» **Exercise description**: List every line below that contains the string "person".

### Data provided

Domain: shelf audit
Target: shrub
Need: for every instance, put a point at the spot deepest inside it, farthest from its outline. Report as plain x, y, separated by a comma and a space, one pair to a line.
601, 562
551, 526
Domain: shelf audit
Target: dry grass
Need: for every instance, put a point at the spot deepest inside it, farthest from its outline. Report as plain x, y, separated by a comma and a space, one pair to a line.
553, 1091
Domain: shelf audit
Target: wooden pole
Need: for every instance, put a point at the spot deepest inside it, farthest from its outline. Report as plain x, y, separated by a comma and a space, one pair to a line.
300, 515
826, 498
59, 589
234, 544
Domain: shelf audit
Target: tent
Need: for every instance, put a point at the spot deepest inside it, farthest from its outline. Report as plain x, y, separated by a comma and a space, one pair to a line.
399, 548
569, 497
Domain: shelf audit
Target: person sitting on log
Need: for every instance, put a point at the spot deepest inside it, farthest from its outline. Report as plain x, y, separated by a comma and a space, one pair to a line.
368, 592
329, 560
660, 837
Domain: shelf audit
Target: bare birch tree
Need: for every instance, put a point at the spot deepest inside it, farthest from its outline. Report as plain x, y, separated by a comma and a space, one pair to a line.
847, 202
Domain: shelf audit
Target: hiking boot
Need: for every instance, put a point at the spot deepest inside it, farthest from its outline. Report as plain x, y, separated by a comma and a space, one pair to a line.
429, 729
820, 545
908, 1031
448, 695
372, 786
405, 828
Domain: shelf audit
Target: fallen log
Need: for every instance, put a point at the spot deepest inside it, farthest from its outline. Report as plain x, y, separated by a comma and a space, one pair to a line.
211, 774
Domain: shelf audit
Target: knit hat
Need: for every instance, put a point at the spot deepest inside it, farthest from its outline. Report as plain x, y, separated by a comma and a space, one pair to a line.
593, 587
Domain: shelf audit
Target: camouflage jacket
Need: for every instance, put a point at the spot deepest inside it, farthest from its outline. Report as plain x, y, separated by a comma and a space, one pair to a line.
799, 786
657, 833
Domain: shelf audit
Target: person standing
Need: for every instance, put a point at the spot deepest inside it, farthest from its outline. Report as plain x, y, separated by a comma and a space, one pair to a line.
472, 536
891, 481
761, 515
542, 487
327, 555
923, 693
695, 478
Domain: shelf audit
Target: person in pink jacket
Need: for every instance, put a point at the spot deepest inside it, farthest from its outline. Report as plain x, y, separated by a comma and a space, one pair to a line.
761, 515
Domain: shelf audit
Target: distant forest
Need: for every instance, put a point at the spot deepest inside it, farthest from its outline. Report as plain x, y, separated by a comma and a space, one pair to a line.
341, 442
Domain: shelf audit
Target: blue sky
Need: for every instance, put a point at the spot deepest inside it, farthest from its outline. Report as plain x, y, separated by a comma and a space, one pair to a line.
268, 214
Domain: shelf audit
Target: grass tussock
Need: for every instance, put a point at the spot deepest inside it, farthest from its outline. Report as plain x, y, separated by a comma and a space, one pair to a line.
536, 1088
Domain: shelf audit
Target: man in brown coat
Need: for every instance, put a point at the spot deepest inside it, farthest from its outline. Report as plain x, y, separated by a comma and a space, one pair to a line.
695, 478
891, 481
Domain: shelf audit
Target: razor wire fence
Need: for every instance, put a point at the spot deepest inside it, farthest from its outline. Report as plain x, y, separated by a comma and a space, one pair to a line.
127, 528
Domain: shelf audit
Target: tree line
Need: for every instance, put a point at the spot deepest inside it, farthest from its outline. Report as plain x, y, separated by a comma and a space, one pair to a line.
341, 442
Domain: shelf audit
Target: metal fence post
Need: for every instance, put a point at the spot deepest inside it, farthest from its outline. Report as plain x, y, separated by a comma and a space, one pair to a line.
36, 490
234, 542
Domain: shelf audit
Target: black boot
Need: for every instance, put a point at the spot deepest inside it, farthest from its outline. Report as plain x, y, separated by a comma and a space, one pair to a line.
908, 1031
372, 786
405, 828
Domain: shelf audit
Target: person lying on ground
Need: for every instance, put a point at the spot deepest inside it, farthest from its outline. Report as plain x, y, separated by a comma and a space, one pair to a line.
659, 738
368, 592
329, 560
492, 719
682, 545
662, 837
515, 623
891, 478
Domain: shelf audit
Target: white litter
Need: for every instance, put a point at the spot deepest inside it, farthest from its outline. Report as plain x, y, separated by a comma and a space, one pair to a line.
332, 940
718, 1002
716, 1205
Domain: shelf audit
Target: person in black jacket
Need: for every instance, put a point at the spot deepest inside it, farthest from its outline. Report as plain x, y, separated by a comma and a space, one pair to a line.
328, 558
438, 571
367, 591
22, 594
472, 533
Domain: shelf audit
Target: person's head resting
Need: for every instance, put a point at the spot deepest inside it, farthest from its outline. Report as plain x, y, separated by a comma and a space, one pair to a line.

######

» **Answer to this task**:
Target: person sitting on log
Target: person standing
Target: person in pink jacket
Target: person lying on ground
Target: person in black jacket
Target: person's head resting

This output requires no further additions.